[[ Dataset, beginning ]]
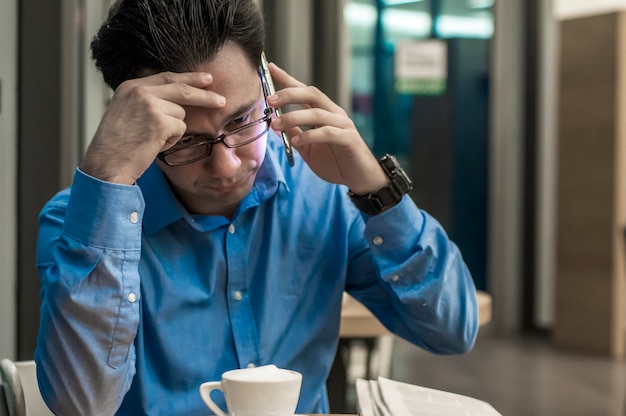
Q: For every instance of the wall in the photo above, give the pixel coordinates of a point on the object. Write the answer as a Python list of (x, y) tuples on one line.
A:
[(565, 9), (8, 205)]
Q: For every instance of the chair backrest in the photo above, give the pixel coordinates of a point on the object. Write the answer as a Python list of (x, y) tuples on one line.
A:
[(21, 391)]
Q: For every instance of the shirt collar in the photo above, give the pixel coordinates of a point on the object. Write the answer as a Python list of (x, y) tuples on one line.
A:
[(163, 208)]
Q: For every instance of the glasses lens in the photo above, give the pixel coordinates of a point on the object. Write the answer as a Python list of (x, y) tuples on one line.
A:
[(240, 137), (247, 134)]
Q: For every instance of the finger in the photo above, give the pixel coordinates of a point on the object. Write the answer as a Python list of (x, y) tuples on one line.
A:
[(325, 134), (283, 78), (196, 79), (177, 128), (181, 94), (307, 97), (188, 88)]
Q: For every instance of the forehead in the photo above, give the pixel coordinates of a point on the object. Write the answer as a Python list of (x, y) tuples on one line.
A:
[(233, 73)]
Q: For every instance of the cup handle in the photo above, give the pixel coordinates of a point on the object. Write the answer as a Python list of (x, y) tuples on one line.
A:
[(205, 393)]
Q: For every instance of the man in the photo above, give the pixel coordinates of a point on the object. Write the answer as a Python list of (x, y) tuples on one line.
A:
[(187, 246)]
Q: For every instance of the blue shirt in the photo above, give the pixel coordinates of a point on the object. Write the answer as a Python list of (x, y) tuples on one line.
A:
[(143, 301)]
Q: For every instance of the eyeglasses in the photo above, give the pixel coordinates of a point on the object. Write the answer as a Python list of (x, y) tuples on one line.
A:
[(194, 148)]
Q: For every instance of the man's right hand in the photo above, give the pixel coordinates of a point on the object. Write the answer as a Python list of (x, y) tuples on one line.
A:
[(145, 116)]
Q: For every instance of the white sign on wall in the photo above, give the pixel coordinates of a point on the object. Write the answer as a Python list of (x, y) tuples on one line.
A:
[(421, 67)]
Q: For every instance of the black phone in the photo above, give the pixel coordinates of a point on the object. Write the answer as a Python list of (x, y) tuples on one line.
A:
[(268, 89)]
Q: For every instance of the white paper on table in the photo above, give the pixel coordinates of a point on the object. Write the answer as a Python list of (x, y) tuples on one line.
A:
[(403, 399), (365, 406), (380, 408)]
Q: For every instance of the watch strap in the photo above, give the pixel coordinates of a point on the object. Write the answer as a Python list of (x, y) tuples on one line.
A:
[(388, 196)]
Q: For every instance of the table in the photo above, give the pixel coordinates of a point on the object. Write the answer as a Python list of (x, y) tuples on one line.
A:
[(358, 322), (359, 325)]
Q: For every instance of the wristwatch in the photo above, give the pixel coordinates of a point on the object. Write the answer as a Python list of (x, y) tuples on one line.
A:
[(387, 197)]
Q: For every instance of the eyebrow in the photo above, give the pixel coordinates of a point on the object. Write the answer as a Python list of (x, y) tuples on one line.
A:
[(242, 109)]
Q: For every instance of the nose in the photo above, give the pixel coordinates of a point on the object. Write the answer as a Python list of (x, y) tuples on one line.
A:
[(223, 161)]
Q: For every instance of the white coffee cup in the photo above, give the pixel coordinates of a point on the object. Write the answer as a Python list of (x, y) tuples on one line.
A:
[(258, 391)]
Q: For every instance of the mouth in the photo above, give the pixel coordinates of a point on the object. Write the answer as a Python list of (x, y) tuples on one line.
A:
[(229, 186)]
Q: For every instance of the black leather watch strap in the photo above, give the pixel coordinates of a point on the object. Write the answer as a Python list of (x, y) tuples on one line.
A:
[(390, 195)]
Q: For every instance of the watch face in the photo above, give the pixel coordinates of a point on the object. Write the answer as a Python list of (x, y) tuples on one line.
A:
[(396, 174)]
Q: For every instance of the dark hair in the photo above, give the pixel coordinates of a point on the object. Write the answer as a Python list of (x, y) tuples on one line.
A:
[(173, 35)]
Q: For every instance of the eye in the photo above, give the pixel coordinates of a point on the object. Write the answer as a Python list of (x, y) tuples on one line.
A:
[(185, 140), (239, 121)]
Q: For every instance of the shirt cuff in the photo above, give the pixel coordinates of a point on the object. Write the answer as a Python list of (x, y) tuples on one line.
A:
[(104, 214)]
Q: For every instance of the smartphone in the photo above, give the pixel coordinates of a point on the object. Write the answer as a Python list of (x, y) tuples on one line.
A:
[(268, 89)]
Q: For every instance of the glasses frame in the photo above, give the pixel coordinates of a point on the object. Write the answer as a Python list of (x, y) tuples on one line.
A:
[(209, 143)]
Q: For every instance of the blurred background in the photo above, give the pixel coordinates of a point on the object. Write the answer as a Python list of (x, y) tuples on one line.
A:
[(508, 114)]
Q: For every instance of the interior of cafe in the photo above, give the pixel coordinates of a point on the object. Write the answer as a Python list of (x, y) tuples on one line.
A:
[(509, 116)]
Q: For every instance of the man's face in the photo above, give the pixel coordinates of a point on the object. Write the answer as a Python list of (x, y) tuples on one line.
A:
[(217, 184)]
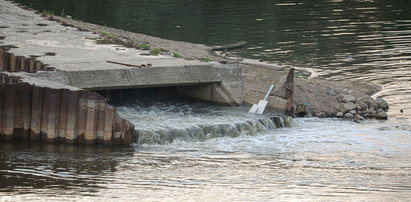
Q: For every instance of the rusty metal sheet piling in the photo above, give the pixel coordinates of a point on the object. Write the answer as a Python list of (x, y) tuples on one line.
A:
[(46, 114)]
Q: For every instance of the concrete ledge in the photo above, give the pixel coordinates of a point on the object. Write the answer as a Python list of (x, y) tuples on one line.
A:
[(143, 77)]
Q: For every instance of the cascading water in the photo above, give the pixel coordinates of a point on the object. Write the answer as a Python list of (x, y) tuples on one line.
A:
[(163, 123)]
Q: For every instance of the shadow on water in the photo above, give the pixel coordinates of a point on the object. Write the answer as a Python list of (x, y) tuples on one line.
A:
[(27, 167)]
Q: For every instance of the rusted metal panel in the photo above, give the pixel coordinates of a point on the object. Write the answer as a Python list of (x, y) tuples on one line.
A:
[(63, 113), (27, 109), (44, 113), (2, 96), (22, 63), (2, 57), (9, 111), (108, 125), (289, 87), (36, 112), (90, 135), (32, 65), (82, 117), (41, 113), (13, 63), (71, 131), (18, 108), (101, 120)]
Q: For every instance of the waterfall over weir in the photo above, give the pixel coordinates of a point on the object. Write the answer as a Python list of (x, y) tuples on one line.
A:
[(163, 123)]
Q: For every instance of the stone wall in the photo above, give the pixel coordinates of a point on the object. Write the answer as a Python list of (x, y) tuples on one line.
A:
[(46, 114)]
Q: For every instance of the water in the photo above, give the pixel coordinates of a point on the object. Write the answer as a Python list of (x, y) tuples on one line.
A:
[(318, 159)]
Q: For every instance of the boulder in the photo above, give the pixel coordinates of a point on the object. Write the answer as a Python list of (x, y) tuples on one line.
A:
[(382, 103), (346, 98), (349, 115), (346, 107), (381, 115), (359, 117)]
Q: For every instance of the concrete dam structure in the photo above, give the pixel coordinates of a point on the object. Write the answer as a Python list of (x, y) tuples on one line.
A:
[(50, 75)]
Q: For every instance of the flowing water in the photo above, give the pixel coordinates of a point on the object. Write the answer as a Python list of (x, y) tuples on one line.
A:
[(317, 159)]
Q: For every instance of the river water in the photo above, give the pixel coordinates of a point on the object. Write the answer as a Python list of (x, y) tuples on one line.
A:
[(317, 159)]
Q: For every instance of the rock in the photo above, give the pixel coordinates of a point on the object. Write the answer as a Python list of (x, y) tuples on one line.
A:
[(362, 104), (348, 115), (371, 110), (301, 110), (346, 98), (381, 115), (382, 103), (346, 107), (368, 115), (289, 122), (359, 117), (319, 114)]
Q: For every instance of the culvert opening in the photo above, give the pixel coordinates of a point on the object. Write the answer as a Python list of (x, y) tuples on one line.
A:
[(163, 115)]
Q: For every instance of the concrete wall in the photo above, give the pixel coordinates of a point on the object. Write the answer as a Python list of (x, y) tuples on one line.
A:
[(46, 114), (12, 63), (245, 83)]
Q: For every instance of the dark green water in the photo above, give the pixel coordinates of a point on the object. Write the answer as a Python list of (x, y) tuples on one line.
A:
[(319, 159)]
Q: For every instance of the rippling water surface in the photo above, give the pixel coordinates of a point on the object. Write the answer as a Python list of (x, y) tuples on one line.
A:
[(318, 159)]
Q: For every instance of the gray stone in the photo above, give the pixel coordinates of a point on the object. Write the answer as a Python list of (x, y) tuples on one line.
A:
[(289, 121), (359, 117), (349, 115), (346, 107), (371, 110), (368, 115), (382, 103), (346, 98), (381, 115)]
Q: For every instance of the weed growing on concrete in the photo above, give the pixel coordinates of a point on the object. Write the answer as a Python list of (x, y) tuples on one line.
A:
[(205, 59), (48, 12), (176, 55), (155, 51), (144, 46), (109, 35)]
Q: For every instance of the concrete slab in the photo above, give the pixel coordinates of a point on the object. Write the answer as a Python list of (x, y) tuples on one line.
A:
[(76, 52)]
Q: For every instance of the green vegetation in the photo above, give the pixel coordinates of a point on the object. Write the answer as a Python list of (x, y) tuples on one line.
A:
[(176, 55), (62, 13), (48, 12), (109, 35), (144, 46), (205, 59), (155, 51)]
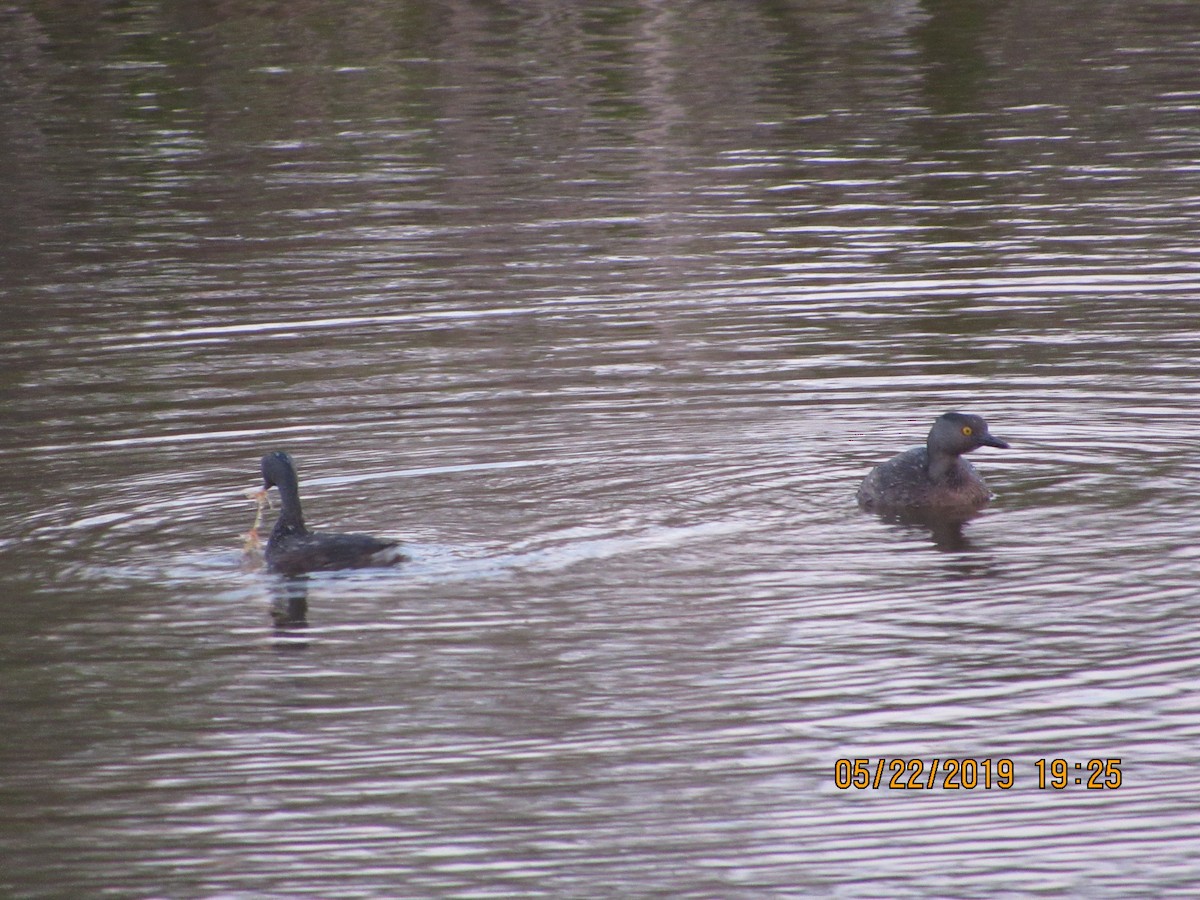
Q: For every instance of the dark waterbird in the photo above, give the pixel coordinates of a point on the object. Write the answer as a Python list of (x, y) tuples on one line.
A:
[(294, 550), (933, 479)]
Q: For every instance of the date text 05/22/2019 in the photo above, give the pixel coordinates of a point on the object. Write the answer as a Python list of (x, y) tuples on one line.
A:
[(969, 774)]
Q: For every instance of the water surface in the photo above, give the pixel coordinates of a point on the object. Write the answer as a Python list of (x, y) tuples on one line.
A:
[(604, 312)]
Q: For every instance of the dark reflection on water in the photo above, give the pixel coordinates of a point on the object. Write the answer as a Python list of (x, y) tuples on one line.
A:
[(604, 310)]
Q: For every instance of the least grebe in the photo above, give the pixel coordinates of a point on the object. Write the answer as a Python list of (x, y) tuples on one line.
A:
[(294, 550), (934, 478)]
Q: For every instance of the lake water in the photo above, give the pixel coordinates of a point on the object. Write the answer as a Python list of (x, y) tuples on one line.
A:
[(604, 310)]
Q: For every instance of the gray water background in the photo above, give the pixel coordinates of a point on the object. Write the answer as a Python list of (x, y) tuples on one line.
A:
[(604, 310)]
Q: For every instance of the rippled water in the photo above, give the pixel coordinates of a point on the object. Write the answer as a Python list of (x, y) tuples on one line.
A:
[(605, 312)]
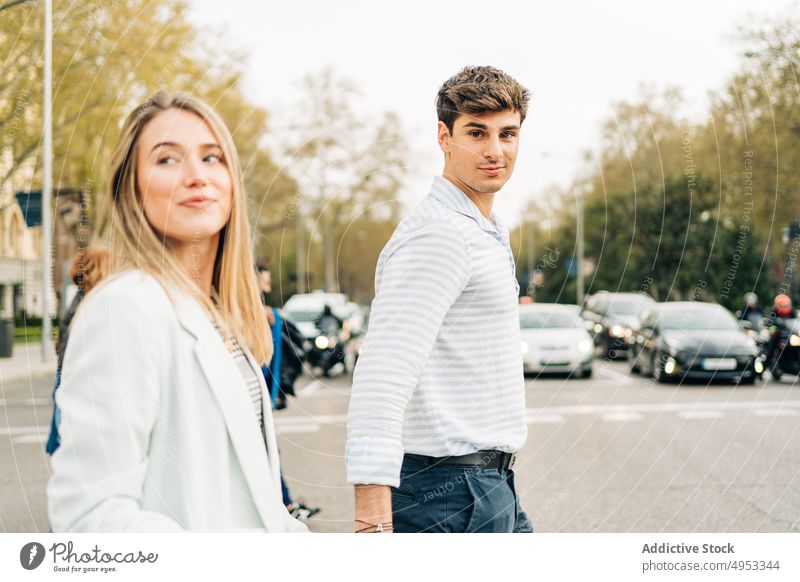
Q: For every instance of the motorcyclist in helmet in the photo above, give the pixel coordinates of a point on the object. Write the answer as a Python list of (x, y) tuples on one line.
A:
[(751, 312), (776, 322)]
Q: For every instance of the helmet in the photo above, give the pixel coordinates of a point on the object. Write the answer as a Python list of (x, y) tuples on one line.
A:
[(783, 305)]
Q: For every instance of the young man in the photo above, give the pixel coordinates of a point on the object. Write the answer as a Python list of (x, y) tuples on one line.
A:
[(437, 411)]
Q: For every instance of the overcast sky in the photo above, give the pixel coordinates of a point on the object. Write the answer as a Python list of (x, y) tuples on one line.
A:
[(578, 58)]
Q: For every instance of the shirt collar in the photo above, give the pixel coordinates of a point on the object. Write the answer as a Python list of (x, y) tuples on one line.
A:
[(454, 199)]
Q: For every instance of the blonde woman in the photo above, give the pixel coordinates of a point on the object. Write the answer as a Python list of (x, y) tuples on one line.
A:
[(165, 418)]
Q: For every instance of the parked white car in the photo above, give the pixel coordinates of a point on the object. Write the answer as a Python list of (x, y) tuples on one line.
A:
[(305, 310), (554, 339)]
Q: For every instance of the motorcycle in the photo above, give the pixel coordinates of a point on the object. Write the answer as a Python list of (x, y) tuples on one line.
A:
[(785, 356), (328, 349)]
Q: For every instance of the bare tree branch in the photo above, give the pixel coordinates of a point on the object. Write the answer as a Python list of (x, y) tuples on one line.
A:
[(12, 3)]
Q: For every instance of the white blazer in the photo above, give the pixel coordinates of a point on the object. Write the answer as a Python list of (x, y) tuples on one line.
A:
[(158, 431)]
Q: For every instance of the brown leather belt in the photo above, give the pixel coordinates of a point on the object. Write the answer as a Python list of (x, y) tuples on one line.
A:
[(489, 459)]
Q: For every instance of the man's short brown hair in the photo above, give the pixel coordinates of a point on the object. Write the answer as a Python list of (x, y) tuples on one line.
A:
[(476, 90)]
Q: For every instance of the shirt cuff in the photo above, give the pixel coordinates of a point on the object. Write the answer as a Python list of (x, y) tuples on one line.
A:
[(373, 461)]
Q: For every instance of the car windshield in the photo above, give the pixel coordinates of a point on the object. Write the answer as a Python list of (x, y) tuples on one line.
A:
[(697, 318), (625, 307), (544, 319), (304, 316)]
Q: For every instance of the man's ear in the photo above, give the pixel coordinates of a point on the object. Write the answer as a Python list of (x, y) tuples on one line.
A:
[(444, 138)]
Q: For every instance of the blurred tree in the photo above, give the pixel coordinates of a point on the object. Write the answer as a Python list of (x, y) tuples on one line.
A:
[(349, 169), (108, 57)]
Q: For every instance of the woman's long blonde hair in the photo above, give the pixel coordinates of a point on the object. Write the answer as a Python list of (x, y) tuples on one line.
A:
[(137, 245)]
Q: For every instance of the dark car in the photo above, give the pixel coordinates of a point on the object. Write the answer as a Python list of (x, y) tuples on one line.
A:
[(615, 319), (695, 340)]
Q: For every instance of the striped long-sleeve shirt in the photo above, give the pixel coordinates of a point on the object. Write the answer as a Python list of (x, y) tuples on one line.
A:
[(440, 372)]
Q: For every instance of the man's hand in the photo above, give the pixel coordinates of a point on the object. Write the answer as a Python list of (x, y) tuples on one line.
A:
[(373, 507)]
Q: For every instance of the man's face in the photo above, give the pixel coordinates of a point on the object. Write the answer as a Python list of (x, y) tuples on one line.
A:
[(481, 150), (265, 281)]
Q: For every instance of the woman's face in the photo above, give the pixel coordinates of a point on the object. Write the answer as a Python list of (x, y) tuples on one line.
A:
[(186, 189)]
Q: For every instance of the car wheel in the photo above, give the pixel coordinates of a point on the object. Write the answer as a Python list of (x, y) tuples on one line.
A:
[(635, 367), (776, 372), (657, 371)]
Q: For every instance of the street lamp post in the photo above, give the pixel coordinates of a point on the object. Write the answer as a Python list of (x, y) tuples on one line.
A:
[(47, 190), (579, 273)]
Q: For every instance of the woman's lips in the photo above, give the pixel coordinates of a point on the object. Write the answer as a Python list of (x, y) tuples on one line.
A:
[(198, 202)]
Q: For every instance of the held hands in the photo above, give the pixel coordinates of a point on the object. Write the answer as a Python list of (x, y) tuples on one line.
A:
[(373, 509)]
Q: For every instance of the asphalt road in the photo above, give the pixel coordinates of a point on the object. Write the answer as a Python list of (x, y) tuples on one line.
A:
[(615, 453)]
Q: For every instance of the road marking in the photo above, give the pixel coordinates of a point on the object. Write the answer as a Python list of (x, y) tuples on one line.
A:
[(309, 389), (30, 439), (17, 430), (699, 414), (747, 405), (614, 375), (769, 412), (544, 419), (621, 416), (26, 402), (298, 428)]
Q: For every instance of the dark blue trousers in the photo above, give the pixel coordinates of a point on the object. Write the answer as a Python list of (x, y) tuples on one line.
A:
[(440, 498)]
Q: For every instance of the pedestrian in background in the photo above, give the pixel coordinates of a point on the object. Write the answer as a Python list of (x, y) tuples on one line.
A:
[(89, 267), (166, 423), (437, 411)]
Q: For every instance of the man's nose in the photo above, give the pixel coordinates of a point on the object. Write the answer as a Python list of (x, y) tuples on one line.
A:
[[ Dataset, end ]]
Task goal: All lines that contain the word "table" must be copied from the records above.

Answer for the task:
Q: For every instance of the white paper on table in the photo above, give the pixel coordinates of a point on the object. Write the answer as a Python list of (x, y) tuples on one line.
Q: For every instance of the table in the photo above, give the pixel coordinates of a point on the object. Write the answer as a Python list of (x, y) tuples on one line.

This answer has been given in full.